[Position identification records]
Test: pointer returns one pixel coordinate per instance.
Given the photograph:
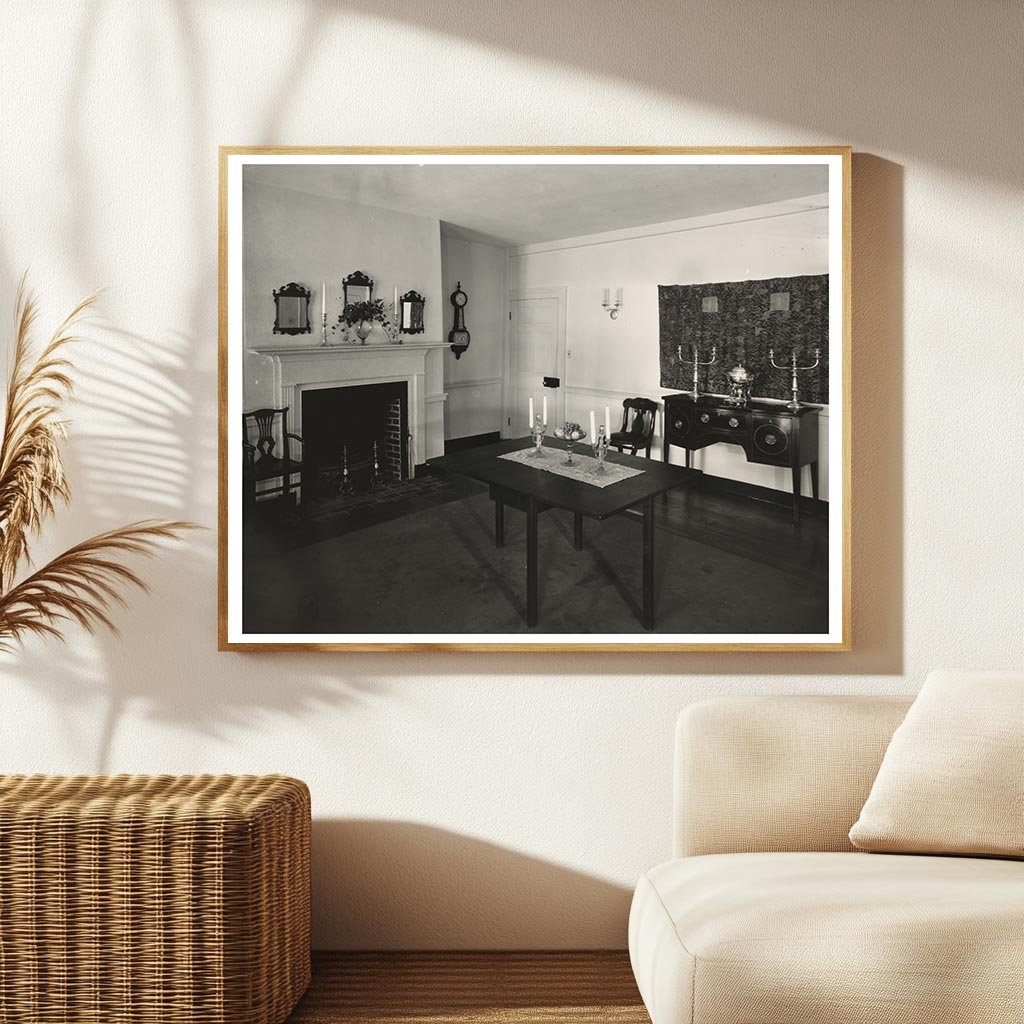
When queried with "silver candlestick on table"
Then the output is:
(537, 432)
(697, 364)
(600, 449)
(796, 371)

## [TASK REQUIREMENTS]
Reproduce every item above word for word, leaving out the pictures.

## [RESPONSE BELOW]
Test: pointer returns one pixel coordinate per instance.
Given the photograph:
When queried with "silver candlestick on table"
Then the output is:
(537, 432)
(697, 364)
(600, 449)
(796, 371)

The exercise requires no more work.